# Data to use

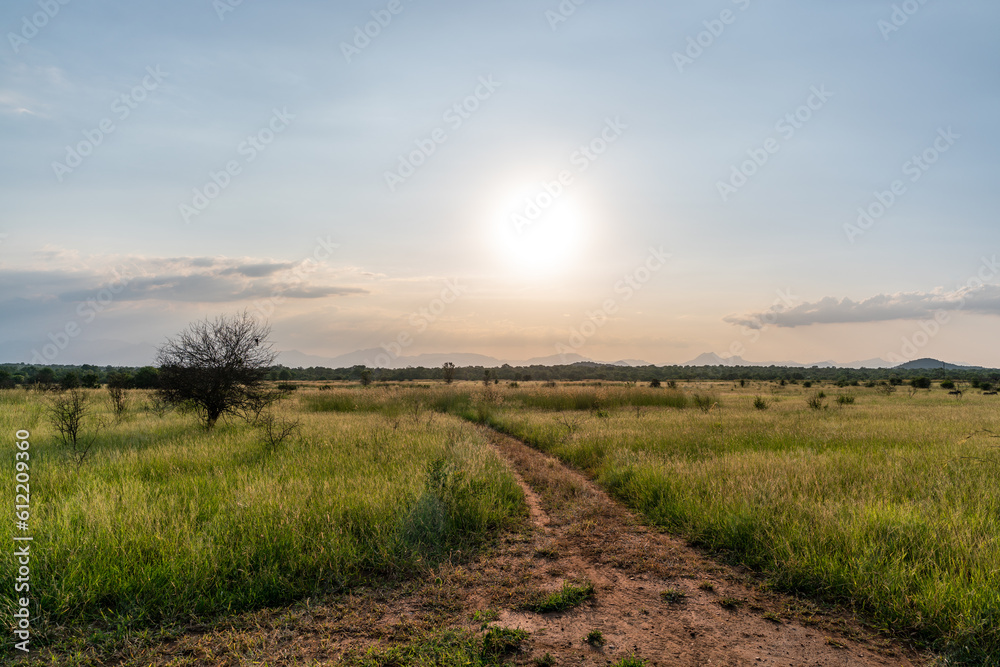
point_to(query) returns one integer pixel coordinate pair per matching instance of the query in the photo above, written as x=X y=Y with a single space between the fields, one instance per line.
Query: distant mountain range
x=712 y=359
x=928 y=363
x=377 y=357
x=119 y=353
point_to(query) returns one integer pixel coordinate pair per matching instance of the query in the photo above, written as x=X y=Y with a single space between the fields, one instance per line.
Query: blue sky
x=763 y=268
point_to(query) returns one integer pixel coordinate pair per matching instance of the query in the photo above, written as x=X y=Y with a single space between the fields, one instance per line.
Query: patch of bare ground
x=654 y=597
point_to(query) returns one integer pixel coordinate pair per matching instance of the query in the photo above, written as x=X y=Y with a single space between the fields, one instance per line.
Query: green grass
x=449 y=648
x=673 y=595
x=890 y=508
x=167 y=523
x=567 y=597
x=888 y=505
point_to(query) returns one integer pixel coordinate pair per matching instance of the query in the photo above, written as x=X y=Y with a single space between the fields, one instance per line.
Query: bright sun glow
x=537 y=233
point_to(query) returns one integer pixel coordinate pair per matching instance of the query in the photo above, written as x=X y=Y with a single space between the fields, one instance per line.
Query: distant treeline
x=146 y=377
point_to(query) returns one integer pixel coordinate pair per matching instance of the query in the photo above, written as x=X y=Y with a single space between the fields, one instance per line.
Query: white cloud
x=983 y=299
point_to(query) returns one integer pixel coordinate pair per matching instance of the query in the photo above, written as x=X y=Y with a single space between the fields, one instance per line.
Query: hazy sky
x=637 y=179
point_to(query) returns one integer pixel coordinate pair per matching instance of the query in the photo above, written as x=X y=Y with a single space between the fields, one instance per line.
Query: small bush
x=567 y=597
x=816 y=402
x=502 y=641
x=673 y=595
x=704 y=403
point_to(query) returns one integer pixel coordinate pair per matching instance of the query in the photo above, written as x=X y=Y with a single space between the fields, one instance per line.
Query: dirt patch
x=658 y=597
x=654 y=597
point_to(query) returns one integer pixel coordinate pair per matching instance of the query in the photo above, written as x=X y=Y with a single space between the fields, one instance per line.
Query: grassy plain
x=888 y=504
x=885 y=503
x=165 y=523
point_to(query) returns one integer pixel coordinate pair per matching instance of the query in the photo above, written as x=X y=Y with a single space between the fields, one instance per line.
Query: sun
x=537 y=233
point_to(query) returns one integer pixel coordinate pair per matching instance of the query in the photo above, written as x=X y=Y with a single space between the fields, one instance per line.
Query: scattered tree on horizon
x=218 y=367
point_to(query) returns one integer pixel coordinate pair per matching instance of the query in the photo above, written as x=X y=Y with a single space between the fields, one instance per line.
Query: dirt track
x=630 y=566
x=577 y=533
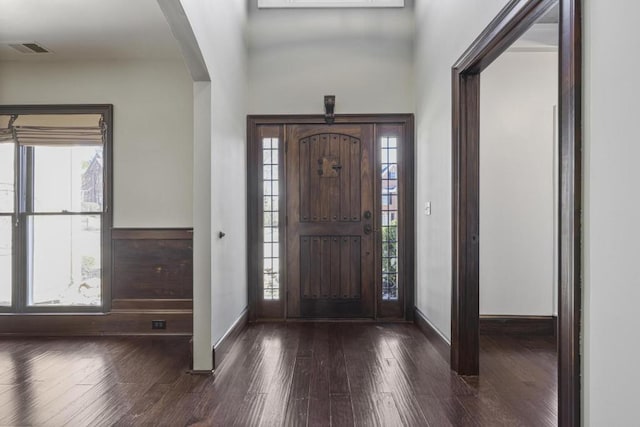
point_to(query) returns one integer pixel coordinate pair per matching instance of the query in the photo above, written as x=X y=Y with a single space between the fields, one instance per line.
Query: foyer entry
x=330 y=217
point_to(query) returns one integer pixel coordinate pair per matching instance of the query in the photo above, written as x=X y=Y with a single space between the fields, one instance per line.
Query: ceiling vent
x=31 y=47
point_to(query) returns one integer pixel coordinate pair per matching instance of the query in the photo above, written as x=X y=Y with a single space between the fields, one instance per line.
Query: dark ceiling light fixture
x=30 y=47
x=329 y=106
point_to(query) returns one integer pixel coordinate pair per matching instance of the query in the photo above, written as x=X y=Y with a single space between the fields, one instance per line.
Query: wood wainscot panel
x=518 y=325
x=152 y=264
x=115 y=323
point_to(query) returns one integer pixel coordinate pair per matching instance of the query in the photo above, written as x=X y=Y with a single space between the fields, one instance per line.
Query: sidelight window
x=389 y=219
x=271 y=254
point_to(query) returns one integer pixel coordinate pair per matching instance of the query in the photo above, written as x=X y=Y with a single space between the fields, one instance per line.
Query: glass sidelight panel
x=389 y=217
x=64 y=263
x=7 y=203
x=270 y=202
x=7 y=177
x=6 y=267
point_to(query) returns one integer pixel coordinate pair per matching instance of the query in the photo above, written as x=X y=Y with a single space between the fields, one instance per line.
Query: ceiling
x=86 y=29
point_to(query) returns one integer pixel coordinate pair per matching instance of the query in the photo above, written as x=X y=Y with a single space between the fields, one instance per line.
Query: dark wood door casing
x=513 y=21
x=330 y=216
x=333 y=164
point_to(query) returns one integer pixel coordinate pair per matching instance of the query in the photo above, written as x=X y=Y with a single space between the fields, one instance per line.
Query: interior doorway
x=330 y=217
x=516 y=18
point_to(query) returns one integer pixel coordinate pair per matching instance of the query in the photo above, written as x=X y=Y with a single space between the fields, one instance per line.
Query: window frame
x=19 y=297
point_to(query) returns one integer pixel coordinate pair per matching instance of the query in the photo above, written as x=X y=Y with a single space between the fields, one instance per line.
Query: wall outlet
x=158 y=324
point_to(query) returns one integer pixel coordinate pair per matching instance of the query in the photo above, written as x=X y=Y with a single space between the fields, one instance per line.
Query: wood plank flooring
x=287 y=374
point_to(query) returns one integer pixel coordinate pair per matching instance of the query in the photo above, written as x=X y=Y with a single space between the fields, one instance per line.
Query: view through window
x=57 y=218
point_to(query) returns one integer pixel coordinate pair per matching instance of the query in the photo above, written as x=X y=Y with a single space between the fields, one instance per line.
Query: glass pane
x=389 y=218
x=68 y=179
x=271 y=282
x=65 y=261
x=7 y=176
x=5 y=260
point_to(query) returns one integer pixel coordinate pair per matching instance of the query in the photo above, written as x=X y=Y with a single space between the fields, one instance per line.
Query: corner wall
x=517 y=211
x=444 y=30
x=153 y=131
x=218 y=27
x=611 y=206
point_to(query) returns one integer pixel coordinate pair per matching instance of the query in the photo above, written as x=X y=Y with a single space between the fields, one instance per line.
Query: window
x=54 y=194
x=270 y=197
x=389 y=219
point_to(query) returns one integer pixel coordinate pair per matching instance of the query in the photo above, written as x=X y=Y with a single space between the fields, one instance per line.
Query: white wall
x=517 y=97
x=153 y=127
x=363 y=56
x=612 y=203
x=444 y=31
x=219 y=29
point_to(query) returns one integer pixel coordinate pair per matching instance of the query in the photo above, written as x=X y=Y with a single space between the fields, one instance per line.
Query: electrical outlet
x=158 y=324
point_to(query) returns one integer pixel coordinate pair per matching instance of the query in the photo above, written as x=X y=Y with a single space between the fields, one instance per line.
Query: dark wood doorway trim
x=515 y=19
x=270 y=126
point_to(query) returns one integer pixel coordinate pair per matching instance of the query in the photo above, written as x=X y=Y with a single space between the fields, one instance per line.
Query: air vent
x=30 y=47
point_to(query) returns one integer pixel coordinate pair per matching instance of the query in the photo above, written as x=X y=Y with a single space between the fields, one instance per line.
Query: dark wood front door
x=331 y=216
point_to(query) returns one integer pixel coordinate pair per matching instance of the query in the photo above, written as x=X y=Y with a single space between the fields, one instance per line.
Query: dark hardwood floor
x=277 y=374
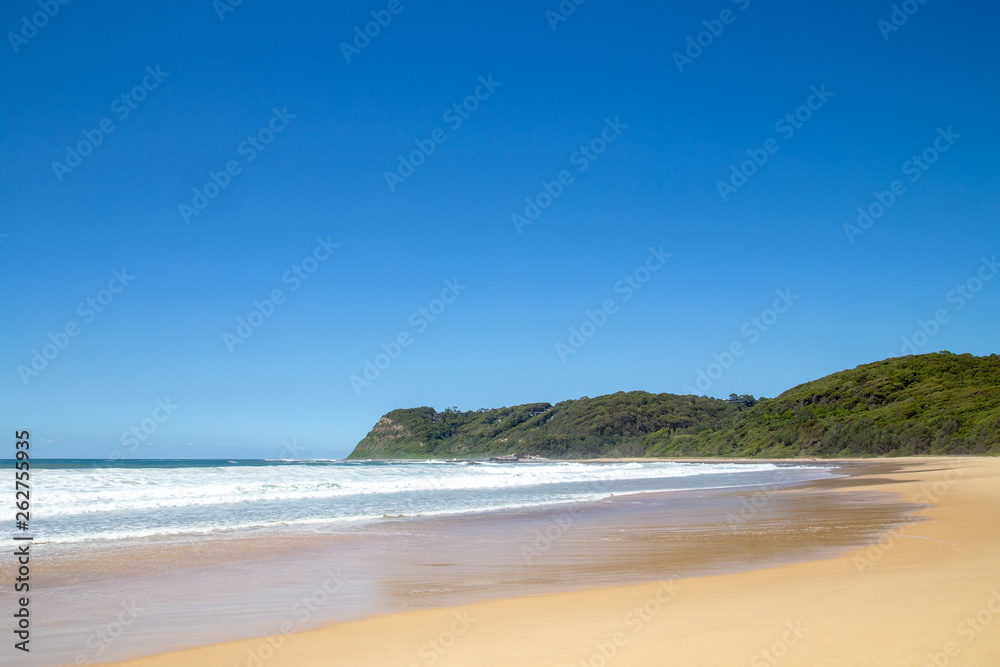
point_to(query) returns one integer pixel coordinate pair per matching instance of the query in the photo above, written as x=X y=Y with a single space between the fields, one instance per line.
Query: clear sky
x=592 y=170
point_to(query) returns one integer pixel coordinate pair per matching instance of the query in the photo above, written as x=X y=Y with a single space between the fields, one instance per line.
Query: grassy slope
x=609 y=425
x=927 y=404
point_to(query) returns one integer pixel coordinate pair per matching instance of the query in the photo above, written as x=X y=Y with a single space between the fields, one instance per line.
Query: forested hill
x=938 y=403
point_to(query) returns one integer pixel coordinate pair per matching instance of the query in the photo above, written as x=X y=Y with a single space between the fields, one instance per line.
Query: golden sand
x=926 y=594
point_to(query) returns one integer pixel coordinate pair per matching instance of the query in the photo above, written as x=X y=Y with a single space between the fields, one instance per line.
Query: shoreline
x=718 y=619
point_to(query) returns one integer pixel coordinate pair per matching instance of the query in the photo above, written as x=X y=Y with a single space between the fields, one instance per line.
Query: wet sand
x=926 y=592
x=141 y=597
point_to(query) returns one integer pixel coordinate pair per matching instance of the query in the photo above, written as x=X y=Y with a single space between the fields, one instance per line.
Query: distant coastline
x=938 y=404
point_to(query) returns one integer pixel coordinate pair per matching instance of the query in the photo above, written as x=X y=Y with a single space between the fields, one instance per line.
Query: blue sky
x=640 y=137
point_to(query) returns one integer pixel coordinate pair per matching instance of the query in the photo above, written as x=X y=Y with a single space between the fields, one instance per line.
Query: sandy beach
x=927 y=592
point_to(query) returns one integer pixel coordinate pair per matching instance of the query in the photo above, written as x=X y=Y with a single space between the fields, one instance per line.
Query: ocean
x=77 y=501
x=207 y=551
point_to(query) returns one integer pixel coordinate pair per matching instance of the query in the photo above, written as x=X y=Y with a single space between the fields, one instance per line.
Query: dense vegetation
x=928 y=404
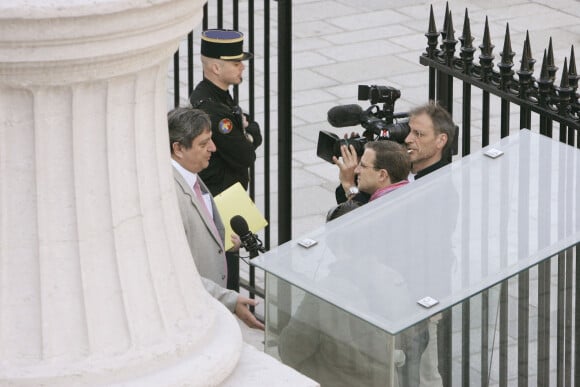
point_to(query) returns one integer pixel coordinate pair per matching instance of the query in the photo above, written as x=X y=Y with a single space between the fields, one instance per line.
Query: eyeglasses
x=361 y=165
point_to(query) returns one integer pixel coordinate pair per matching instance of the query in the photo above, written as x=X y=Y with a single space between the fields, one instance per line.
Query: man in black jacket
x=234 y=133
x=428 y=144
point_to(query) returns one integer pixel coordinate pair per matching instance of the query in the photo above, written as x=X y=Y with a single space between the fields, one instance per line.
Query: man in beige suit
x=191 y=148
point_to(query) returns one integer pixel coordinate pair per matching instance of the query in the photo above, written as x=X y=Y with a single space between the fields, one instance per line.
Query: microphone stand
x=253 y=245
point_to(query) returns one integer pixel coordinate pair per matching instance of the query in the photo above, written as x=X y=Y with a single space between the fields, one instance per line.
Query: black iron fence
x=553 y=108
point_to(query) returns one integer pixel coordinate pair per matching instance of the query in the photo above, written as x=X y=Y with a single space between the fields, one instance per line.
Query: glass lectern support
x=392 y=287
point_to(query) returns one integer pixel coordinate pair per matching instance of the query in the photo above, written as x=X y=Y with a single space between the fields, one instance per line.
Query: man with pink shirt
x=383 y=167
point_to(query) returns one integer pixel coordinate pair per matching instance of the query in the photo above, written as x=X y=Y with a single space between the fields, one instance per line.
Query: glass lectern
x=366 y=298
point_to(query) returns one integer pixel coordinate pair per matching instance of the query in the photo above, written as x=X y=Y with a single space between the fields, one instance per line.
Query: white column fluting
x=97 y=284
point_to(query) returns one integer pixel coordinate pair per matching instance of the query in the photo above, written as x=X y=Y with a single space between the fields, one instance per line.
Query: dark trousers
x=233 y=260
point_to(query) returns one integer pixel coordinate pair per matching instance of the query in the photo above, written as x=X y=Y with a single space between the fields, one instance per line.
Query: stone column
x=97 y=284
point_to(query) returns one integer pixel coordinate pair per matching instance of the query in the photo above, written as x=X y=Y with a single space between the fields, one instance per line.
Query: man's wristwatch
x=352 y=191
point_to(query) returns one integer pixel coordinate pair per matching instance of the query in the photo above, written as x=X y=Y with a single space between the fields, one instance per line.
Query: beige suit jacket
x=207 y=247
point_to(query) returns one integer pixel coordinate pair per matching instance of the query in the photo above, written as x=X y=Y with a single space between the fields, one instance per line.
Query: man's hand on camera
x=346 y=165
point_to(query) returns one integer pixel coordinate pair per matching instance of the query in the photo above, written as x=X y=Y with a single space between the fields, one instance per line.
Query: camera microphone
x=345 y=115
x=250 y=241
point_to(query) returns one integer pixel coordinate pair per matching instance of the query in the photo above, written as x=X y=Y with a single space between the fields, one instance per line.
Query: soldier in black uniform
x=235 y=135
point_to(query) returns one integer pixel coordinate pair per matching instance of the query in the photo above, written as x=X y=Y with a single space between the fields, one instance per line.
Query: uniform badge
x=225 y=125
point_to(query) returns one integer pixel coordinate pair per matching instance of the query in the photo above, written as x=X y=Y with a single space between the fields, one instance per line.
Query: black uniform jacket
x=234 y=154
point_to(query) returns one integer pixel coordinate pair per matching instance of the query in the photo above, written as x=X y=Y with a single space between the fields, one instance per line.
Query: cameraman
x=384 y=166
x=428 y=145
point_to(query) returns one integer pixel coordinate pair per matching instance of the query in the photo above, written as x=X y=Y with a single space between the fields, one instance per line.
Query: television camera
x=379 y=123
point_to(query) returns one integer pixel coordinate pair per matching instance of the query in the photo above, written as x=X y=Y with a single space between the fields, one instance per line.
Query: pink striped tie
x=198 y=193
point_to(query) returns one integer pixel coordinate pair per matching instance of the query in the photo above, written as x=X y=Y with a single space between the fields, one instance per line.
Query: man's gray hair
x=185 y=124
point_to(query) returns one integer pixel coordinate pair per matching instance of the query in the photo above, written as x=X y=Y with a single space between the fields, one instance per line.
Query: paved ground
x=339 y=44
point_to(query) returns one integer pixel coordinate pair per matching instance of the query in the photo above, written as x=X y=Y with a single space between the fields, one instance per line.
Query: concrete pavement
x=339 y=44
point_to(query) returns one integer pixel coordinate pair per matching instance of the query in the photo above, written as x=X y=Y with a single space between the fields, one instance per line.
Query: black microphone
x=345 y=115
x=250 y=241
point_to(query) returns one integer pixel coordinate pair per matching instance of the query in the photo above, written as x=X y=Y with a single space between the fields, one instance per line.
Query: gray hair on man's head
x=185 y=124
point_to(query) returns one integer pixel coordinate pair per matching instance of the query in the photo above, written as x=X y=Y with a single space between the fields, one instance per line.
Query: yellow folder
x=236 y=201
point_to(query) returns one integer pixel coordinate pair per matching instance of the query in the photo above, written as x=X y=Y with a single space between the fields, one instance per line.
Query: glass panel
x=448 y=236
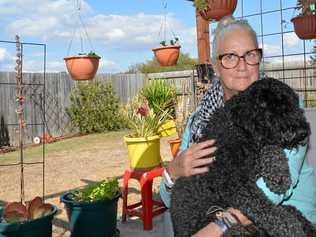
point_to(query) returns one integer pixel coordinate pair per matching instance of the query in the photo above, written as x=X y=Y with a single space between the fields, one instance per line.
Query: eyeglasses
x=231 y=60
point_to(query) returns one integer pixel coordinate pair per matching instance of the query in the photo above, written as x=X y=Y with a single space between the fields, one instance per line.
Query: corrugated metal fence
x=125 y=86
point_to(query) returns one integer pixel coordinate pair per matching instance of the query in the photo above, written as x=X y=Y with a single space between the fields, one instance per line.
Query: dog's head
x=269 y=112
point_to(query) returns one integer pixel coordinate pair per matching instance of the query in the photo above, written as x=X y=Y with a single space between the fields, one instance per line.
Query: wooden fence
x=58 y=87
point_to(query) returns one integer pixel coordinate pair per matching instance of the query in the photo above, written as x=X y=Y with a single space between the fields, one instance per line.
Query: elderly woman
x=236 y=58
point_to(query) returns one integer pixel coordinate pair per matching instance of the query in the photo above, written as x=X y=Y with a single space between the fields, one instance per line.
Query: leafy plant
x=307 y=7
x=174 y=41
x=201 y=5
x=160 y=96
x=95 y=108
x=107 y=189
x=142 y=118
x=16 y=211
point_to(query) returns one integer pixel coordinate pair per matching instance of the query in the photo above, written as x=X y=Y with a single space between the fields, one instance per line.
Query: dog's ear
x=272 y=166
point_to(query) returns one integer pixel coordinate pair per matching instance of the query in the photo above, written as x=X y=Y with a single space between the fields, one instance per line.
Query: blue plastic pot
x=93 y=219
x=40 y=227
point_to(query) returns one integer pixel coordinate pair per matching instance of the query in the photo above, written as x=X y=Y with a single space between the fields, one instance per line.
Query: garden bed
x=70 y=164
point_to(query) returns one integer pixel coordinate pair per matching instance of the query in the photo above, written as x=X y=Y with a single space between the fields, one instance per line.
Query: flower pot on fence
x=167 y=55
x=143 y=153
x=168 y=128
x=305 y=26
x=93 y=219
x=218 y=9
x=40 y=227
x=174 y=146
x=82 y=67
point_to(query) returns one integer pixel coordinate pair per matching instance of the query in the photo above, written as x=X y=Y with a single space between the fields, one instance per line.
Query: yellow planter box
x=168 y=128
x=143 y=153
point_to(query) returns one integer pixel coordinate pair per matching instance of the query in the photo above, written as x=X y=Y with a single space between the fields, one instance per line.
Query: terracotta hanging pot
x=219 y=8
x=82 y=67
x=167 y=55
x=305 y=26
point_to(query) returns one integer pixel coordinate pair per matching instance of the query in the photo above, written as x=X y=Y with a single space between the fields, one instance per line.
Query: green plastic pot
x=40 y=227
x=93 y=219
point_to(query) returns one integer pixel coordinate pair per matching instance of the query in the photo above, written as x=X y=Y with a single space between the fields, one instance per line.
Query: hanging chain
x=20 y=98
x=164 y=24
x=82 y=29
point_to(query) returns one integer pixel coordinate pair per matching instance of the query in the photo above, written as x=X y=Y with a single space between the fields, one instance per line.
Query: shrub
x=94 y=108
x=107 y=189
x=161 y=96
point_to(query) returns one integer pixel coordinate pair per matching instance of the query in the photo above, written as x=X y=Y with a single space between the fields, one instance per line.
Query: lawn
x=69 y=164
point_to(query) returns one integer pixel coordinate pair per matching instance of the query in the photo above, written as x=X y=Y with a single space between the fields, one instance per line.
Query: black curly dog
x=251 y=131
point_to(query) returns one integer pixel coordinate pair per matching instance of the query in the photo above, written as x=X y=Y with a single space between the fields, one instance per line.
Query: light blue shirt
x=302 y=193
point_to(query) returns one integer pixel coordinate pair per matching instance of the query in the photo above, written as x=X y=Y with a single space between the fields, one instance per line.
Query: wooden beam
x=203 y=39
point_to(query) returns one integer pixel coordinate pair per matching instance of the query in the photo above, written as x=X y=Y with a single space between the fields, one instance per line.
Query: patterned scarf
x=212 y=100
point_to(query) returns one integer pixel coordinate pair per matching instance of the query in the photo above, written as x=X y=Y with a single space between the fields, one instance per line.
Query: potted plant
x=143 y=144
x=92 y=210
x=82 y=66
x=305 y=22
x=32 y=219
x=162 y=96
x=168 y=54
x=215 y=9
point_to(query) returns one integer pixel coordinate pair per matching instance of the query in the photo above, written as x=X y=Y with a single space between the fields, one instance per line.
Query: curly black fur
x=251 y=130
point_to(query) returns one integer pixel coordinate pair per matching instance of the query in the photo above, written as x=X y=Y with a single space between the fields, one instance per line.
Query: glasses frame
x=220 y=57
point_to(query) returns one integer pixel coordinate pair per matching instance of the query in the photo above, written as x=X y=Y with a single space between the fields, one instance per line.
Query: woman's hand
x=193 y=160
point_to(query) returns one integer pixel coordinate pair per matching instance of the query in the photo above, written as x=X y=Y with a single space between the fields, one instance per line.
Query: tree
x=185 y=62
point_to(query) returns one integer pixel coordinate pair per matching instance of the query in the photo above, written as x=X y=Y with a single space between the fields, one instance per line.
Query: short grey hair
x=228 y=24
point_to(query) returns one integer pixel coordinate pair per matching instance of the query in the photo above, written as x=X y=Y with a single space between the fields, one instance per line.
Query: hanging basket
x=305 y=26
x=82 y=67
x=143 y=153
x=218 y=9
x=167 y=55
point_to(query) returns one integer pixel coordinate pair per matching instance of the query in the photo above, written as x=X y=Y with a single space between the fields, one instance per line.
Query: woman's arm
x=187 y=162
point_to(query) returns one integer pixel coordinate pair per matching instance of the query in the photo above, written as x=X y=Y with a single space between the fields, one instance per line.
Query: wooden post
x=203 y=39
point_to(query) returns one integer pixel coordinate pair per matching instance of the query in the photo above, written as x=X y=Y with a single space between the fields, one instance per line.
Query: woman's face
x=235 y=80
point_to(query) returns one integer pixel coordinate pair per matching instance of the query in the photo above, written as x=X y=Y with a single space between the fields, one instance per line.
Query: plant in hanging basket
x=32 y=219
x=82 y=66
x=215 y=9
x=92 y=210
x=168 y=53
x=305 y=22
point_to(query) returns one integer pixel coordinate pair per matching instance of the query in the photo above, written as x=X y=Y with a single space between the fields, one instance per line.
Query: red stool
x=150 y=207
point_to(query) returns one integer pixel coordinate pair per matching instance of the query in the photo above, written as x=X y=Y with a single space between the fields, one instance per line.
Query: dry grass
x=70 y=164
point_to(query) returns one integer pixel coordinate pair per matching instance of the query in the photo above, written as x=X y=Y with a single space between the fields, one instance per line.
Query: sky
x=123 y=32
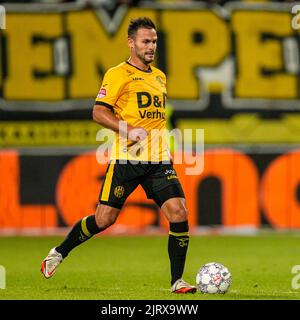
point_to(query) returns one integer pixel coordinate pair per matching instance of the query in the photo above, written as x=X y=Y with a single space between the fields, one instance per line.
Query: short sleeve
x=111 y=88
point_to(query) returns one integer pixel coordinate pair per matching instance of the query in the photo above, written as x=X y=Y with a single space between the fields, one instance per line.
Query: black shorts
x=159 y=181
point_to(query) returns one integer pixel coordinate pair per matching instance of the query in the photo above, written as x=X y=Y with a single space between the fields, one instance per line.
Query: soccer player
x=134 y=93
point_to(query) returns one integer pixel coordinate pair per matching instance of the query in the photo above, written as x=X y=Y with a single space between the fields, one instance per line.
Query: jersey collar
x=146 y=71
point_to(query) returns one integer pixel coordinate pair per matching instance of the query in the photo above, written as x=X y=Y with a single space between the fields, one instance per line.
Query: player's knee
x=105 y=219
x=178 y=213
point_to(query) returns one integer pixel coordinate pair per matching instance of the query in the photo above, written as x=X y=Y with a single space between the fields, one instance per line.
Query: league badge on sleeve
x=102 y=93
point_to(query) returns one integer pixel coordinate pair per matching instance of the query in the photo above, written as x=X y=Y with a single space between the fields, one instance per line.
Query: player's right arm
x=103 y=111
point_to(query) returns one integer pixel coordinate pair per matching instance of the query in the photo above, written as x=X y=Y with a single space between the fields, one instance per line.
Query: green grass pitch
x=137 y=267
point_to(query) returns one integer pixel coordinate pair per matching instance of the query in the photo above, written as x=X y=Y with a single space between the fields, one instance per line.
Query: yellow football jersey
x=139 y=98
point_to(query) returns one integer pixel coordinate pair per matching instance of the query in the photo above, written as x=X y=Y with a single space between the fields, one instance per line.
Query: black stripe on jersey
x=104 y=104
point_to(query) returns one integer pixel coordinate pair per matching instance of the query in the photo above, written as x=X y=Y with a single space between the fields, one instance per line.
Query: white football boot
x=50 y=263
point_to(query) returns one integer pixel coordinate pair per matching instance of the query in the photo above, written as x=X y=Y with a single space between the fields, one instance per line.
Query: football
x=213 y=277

# Problem to work on
How many of the lines above contain the word "yellow"? Matching is case-sensitive. Give only the number.

# Result of this exercise
3